## Given task
Print every entry below word for word, leaving out the pictures.

## Information provided
■ ■ ■

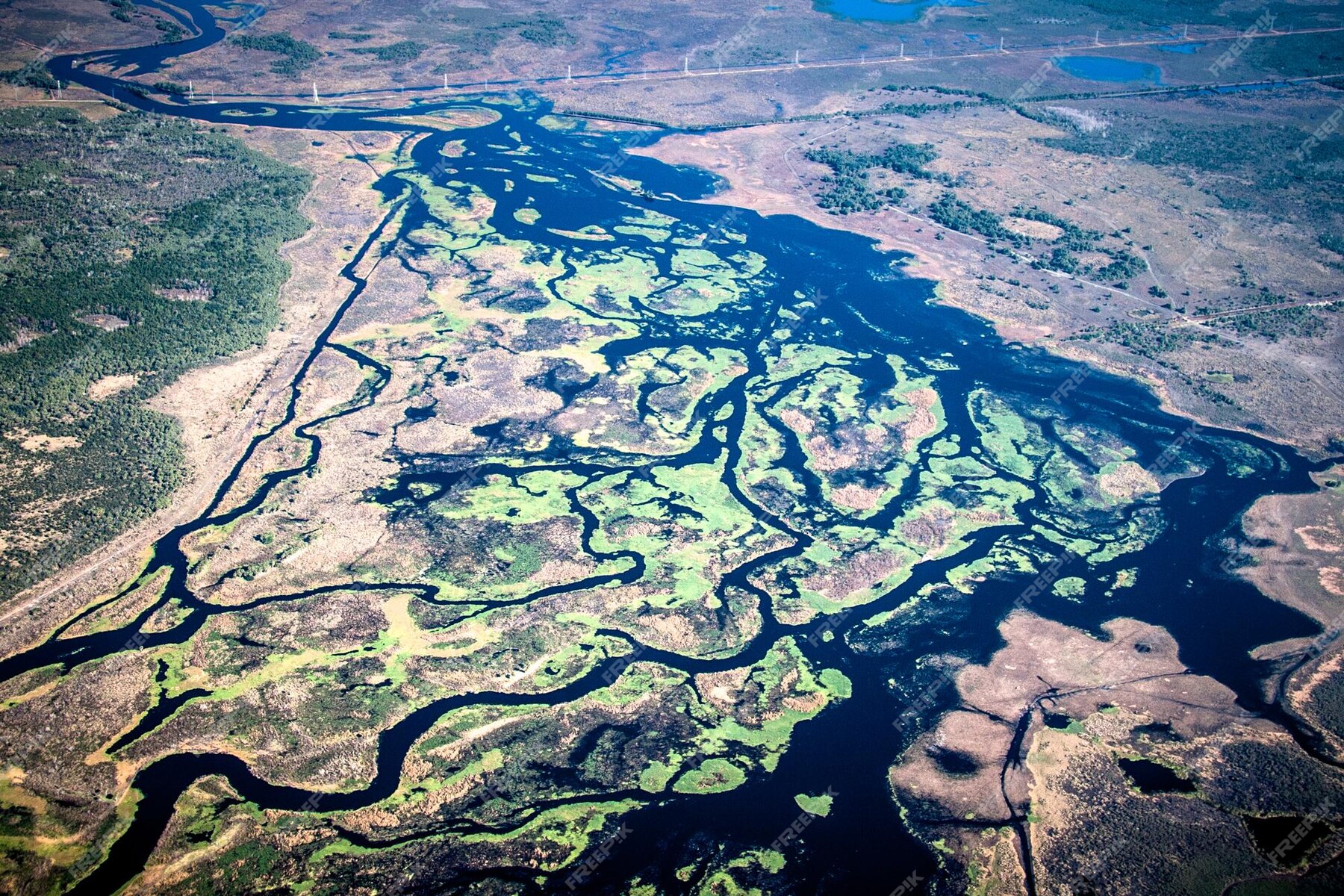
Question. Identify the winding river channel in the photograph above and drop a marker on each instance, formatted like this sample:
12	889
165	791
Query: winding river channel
862	847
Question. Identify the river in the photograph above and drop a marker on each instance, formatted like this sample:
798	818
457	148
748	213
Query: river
862	847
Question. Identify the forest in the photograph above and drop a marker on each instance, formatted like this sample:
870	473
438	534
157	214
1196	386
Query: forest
136	247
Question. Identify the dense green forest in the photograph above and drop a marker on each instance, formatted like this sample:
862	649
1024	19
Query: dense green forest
134	246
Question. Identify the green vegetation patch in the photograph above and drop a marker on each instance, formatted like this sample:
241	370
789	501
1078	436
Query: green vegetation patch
297	54
127	265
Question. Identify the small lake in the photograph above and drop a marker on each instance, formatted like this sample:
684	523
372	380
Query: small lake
1182	47
1109	69
880	11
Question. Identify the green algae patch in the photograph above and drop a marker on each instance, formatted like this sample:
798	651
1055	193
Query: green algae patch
819	805
712	777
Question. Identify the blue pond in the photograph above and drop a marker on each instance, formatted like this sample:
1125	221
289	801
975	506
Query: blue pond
880	11
1109	69
1180	47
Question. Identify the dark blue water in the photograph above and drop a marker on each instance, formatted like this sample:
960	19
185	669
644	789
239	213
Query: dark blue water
1182	47
882	11
1110	69
862	847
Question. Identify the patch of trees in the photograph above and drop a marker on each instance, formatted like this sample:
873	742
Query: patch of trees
399	52
87	235
954	214
848	188
297	54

■ ■ ■

## Output for this exercise
Question. Identify the winding river channel in the photograph above and drop a marker on each instance, formatted like this sample:
12	889
165	791
Query: winding river channel
862	847
Question. Identify the river in the photograph above and drop a marker on each instance, formatted like this sample:
798	818
457	148
748	213
Query: river
862	847
Question. Identify the forest in the photograph above and drop a marker on each instance, formatted like this sample:
870	473
438	534
157	214
1196	386
Query: forest
136	247
Question. Identify the dense green forest in the photograph above and drop a marker on each instance, formatted like this sample:
862	649
1024	19
Query: dense green forest
134	246
Question. Identify the green vegetation patch in the photograph above and drop a marker on each instance, formatted like this sample:
241	370
789	501
1078	436
Query: green vegetation patch
297	54
127	265
Question. Identify the small lake in the photograph above and drop a marker on each instance, formatted like this sample:
684	523
372	380
Query: small lake
1182	47
1109	69
880	11
Question. Identify the green algae patch in the photograph above and drop a marker on each instance, formatted like this sample:
798	651
1055	193
Query: green algae patch
819	805
712	777
Question. Identify the blue pond in the photograph above and drop a marker on each instance, formatted like this sample:
1125	221
289	801
975	506
Query: blue pond
880	11
1109	69
1180	47
Question. Identify the dark blue water in the photograph above and drop a marker on each instance, formatted like this sample:
960	19
185	669
644	789
239	213
Query: dark blue water
1182	47
882	11
1110	69
862	847
Question. Identify the patch of trees in the photograph above and drop a marker on each instance, formatted like this sample:
873	742
Query: patch of trees
399	52
87	235
954	214
848	188
297	54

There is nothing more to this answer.